== Job 1 ==
List every file named in the Rassada Pier schedule dataset description.
== Job 2 ==
Write the next part of the Rassada Pier schedule dataset description, picking up after its last line.

──────── Text block ────────

Rassada Pier schedule labeling dataset

1) Purpose
This folder contains schedule datasets exported from the PHP $schedules array.
These files standardize time, destination parsing, and boat type naming for reuse in pages, APIs, and AI retrieval.

2) Files
1) schedule.json
2) schedule.jsonl
3) README.txt

3) Record schema (one trip)
Fields
1) id
2) origin
3) timezone
4) destination_text
5) destination_parts
6) departure_time
7) arrival_time
8) duration_min
9) boat_type
10) class_info
11) tags
12) source

Definitions
1) id: stable row identifier, rassada_schedule_0001 format
2) origin: "Rassada Pier"
3) timezone: "Asia/Bangkok"
4) destination_text: human readable destination string
5) destination_parts: destination list split from destination_text when multiple stops exist
6) departure_time: 24 hour HH:MM
7) arrival_time: 24 hour HH:MM
8) duration_min: integer minutes from departure_time to arrival_time
9) boat_type: "ferry boat" or "speedboat" only
10) class_info: label for display or filtering, for example "Standard Class" or "Premium Class"

──────── Dataset entries ────────

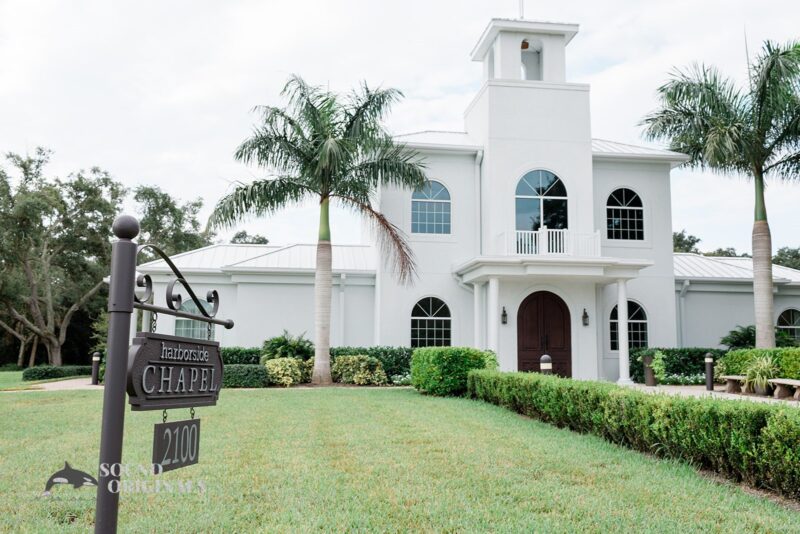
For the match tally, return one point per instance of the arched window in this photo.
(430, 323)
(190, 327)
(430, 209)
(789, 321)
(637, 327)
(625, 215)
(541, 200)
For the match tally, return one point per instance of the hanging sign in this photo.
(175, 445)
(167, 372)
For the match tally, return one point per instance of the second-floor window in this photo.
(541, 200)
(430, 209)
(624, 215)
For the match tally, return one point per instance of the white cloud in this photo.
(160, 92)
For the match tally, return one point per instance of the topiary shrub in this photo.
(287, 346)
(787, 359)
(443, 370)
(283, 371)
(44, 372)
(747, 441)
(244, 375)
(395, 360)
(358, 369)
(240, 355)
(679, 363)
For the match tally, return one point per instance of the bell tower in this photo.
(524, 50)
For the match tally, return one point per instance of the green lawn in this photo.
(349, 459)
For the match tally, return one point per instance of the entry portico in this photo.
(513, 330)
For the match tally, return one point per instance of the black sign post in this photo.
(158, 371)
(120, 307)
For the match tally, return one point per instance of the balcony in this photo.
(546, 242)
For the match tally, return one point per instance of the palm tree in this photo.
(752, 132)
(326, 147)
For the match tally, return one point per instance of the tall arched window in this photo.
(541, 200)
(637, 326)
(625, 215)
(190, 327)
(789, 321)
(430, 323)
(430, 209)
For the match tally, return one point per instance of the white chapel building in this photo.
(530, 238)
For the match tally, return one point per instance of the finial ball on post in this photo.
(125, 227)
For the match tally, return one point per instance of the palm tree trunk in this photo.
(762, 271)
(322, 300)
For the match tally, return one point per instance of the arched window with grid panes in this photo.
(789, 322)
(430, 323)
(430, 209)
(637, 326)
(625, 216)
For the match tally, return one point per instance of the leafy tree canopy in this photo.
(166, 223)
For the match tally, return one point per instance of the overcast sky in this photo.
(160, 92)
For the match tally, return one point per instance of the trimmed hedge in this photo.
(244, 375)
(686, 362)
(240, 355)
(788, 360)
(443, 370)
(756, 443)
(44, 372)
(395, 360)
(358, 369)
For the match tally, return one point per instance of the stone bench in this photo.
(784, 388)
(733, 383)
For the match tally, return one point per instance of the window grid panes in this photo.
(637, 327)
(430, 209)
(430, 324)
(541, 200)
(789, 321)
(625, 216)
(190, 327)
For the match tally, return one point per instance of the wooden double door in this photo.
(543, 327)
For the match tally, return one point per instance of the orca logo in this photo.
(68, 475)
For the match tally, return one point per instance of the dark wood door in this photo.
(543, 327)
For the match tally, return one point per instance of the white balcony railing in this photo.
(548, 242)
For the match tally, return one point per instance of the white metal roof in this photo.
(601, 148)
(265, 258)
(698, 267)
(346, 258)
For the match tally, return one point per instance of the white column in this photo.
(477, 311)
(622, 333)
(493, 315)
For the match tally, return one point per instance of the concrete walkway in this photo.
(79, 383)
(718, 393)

────────
──────── Dataset entries ────────

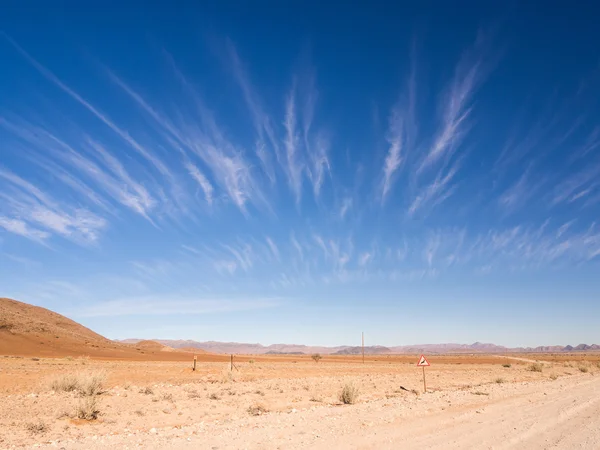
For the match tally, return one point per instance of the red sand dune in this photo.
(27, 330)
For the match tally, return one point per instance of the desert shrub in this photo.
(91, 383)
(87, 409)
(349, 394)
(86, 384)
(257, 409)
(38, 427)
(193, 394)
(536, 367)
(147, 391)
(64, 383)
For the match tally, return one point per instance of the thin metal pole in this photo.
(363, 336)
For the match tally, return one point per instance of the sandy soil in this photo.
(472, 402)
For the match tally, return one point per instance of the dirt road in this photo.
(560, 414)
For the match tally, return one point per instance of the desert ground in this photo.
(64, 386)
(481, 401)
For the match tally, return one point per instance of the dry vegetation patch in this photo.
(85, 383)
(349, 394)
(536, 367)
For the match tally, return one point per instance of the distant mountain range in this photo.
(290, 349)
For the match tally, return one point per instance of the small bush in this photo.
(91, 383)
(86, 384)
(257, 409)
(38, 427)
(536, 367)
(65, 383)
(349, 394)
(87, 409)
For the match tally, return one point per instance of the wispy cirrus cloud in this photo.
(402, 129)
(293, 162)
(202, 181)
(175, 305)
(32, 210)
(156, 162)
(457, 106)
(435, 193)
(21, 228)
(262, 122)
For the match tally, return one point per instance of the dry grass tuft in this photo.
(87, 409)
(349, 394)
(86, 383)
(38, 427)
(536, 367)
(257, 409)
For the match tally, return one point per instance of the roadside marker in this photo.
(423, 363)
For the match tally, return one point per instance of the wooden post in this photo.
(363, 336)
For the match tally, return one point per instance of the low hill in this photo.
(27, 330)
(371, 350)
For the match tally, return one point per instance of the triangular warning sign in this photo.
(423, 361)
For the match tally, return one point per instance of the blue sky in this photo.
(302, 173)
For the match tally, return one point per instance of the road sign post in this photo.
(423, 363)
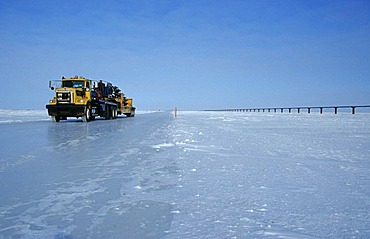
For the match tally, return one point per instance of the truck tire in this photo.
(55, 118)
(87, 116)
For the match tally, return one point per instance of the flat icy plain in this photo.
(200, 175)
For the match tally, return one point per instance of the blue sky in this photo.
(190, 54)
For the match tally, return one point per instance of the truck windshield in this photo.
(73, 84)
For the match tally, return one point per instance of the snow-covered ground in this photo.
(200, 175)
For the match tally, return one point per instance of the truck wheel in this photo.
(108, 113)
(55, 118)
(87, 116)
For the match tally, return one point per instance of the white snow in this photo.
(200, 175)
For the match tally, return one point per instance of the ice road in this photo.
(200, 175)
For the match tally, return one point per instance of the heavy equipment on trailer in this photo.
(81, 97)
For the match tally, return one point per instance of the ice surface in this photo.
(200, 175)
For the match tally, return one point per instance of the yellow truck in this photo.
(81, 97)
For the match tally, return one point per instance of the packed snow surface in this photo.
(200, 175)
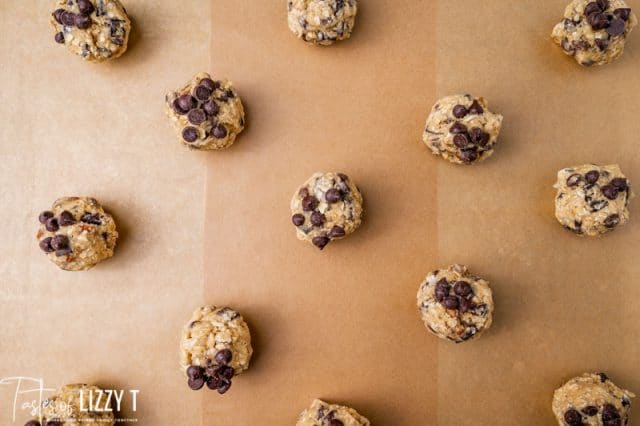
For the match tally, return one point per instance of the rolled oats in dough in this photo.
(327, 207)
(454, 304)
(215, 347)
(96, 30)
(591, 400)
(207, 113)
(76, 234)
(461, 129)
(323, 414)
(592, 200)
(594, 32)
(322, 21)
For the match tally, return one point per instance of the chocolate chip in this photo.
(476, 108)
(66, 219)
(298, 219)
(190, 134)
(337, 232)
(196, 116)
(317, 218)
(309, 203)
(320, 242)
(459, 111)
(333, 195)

────────

== Task result 1 ==
schedule.json, schedule.jsonl, README.txt

== Task result 2 ==
11) tags: list of tags, for example ["fastest_option"]
12) source: origin pointer, { "file": "index_schedule.php", "row_index": N }

4) Normalization rules (locked)
1) Time format is HH:MM and uses 24 hour time.
2) Type mapping
- Ferry becomes "ferry boat"
- Speedboat becomes "speedboat"
3) Destination split
- Any HTML <br> is treated as a separator and converted into destination_parts items.
- destination_text is the comma separated readable form.
4) Fastest tag
- If the PHP row contains fastest true, tags includes "fastest_option".

5) Quality checks
1) departure_time and arrival_time match regex ^[0-2][0-9]:[0-5][0-9]$
2) duration_min is greater than 0
3) boat_type is exactly "ferry boat" or "speedboat"
4) destination_parts length is at least 1
5) Each id is unique

6) How to validate on Ubuntu
Commands
1) jq . schedule.json >/dev/null && echo "schedule.json OK"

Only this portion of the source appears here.